__PROBLEMS TO SOLVE__
[a] Based on the Legion Academy interview, does each statement agree with it? Answer yes or no for each and quote the deciding words. (i) The Legion Academy concept first appeared in Adventure Comics #371 in 1968. (ii) Jimenez's first assignment was a back-up story for Legion of Super-Heroes #6. (iii) Jimenez both wrote and drew the Academy story in Adventure Comics.
[b] Extract the passage of the Legion Academy interview from "The artist, who" up to and including "and futuristic costumes.".
[c] Render this sentence from the Legion Academy interview in Spanish: "I had the opportunity to run with them, because they were new."

__TEXT SHOWN__
** Begin **
When Phil Jimenez started on Adventure Comics, he brought a love for the Legion of Super-Heroes and a knack for new character design for the comic's focus on the young heroes of the Legion Academy.

The artist, who has worked on high-profile projects like Amazing Spider-Man and Infinite Crisis, is getting to work on one of his favorite superhero teams as he begins a new exclusive contract at DC Comics. His first assignment was illustrating a back-up story for Legion of Super-Heroes #6, introducing the new Legion Academy to current continuity and giving them a whole new set of characters and futuristic costumes.

The idea of a "Legion Academy" isn't an entirely new concept, having been introduced in Adventure Comics #371 in 1968. But the former students usually stayed in the background, while the new crew of Academy students is starring in its own story, with Paul Levitz writing and Jimenez on art, beginning with February's Adventure Comics #523

Now that the new characters by Jimenez have been introduced to the future world of the Legion, Newsarama talked with the artist to find out more about his designs.

 Newsarama: Phil, how involved were you in the creation of the new Legion Academy?

Phil Jimenez: When I received the script for Legion #6, there were several characters in the new Legion Academy, but they were essentially just names and powers, with a few suggestions for backgrounds. I had the opportunity to run with them, because they were new. I changed their backgrounds a little bit as well.
** End **
__Location annotation dataset excerpts__
** Begin **
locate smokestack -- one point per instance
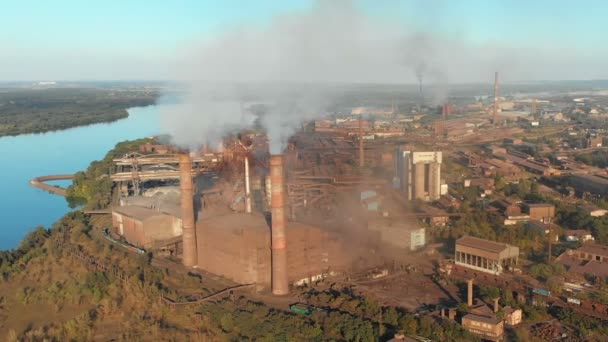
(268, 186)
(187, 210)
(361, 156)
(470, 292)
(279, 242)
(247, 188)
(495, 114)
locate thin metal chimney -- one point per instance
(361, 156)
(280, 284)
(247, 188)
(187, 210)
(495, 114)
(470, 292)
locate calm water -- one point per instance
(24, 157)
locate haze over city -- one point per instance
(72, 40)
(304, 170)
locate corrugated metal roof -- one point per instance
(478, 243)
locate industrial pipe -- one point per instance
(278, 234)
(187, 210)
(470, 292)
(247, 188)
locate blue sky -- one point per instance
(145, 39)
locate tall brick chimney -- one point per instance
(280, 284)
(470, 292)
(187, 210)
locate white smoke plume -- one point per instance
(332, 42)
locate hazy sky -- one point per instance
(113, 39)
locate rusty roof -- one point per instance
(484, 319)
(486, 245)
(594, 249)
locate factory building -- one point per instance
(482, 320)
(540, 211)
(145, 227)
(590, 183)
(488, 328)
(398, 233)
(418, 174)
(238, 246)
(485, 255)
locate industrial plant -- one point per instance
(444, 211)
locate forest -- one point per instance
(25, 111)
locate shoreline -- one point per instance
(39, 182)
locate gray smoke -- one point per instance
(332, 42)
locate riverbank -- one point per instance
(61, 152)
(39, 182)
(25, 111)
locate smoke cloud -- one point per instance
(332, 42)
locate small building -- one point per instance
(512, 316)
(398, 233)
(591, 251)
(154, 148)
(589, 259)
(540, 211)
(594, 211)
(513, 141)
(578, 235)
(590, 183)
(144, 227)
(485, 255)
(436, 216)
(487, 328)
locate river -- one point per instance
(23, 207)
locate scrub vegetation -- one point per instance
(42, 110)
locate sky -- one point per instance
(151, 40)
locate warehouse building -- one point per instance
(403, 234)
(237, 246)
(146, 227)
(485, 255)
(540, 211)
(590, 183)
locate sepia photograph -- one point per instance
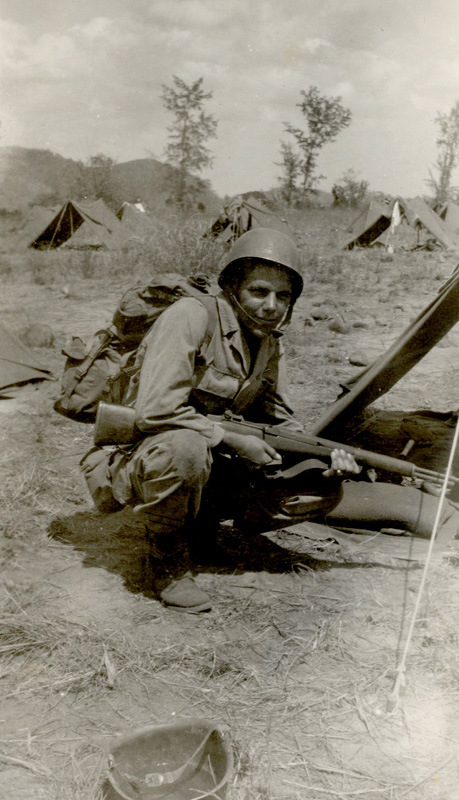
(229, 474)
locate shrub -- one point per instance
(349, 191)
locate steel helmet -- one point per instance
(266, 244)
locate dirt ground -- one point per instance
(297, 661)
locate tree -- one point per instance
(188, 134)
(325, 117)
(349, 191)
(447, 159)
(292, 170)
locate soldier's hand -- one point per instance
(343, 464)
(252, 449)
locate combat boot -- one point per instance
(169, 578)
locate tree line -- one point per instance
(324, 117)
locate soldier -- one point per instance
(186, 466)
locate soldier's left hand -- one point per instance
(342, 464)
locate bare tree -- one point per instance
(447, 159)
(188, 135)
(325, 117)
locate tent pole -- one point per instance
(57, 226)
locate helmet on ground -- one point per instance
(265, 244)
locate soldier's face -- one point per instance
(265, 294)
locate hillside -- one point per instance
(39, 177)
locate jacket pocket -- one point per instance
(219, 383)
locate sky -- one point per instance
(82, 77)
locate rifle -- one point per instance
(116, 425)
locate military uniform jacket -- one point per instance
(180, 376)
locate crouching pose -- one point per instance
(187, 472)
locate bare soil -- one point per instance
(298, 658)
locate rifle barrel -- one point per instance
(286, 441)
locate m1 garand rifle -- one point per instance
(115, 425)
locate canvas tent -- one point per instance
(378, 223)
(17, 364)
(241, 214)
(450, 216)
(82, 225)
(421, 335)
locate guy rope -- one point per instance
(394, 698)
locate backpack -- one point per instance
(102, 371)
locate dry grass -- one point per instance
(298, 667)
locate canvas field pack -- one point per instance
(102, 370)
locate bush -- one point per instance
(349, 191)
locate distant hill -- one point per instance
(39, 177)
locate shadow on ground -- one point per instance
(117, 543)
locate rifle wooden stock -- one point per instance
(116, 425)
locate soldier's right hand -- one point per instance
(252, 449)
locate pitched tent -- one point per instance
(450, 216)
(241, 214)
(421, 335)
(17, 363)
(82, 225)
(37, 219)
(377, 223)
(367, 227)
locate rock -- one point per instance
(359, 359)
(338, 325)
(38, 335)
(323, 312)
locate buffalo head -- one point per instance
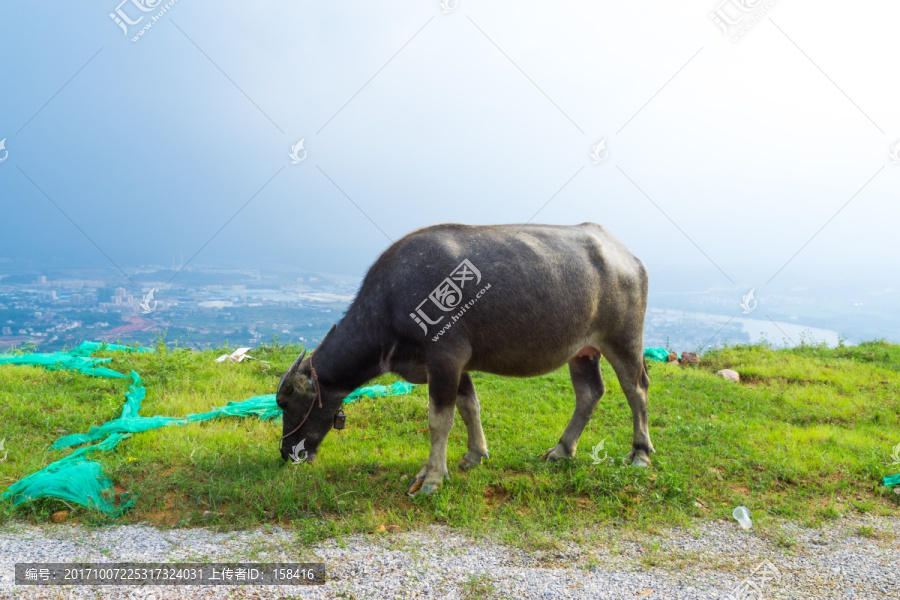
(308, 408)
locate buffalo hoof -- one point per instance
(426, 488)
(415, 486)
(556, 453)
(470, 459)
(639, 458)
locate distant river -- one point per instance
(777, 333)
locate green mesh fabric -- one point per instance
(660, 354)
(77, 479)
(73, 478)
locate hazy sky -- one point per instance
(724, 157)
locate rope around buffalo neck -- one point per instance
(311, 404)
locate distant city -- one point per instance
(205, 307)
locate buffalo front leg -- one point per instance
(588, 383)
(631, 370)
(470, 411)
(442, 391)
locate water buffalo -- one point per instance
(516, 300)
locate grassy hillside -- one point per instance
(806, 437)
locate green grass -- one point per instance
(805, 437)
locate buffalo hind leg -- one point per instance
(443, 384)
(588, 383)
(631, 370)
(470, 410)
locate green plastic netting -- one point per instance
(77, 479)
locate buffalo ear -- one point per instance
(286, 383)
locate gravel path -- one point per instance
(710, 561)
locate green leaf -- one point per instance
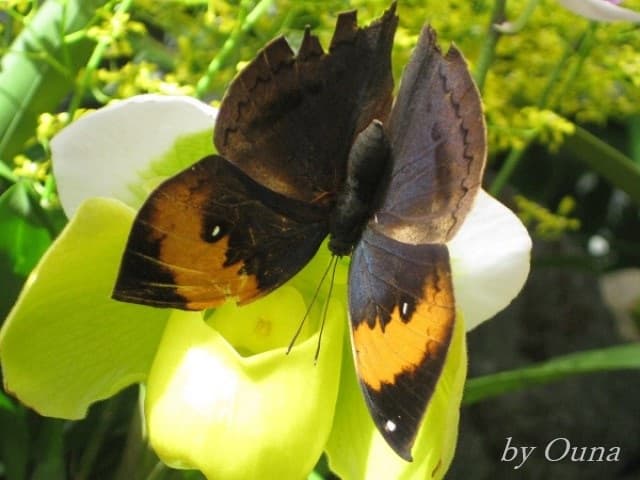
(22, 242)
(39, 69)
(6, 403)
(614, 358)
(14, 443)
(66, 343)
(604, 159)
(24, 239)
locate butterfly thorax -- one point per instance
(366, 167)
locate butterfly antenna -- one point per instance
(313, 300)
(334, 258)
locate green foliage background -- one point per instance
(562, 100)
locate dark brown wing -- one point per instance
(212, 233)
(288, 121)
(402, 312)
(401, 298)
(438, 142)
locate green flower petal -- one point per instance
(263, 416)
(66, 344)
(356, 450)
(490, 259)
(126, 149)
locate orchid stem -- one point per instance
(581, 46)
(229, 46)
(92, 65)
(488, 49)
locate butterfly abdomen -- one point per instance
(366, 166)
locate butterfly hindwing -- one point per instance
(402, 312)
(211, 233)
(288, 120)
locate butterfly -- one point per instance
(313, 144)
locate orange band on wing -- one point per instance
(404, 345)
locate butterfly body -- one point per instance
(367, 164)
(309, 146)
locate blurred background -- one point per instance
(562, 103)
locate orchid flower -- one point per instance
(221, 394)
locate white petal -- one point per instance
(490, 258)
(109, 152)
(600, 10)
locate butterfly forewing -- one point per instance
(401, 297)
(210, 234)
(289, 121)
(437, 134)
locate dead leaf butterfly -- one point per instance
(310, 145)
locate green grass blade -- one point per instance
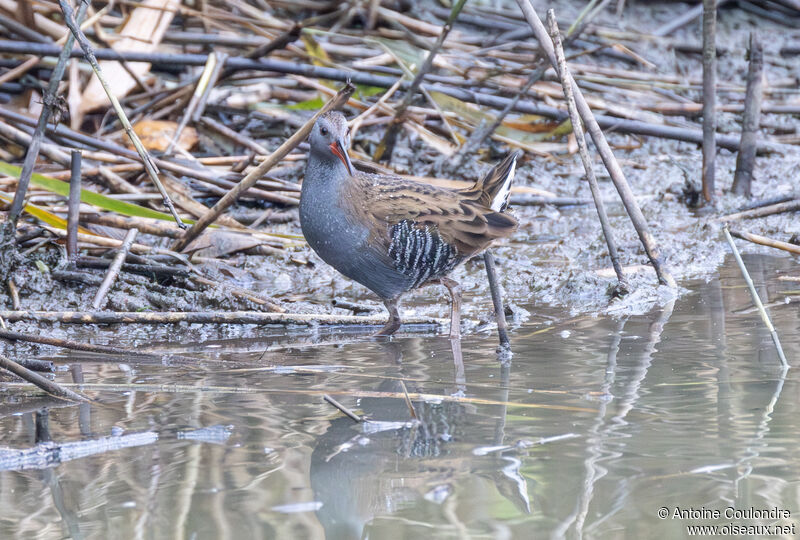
** End **
__PER-TASK ANSWERS__
[a]
(i) Yes: "having been introduced in Adventure Comics #371 in 1968"
(ii) Yes: "His first assignment was illustrating a back-up story for Legion of Super-Heroes #6"
(iii) No: "with Paul Levitz writing and Jimenez on art"

[b]
The artist, who has worked on high-profile projects like Amazing Spider-Man and Infinite Crisis, is getting to work on one of his favorite superhero teams as he begins a new exclusive contract at DC Comics. His first assignment was illustrating a back-up story for Legion of Super-Heroes #6, introducing the new Legion Academy to current continuity and giving them a whole new set of characters and futuristic costumes.

[c] Tuve la oportunidad de desarrollarlos a mi manera, porque eran nuevos.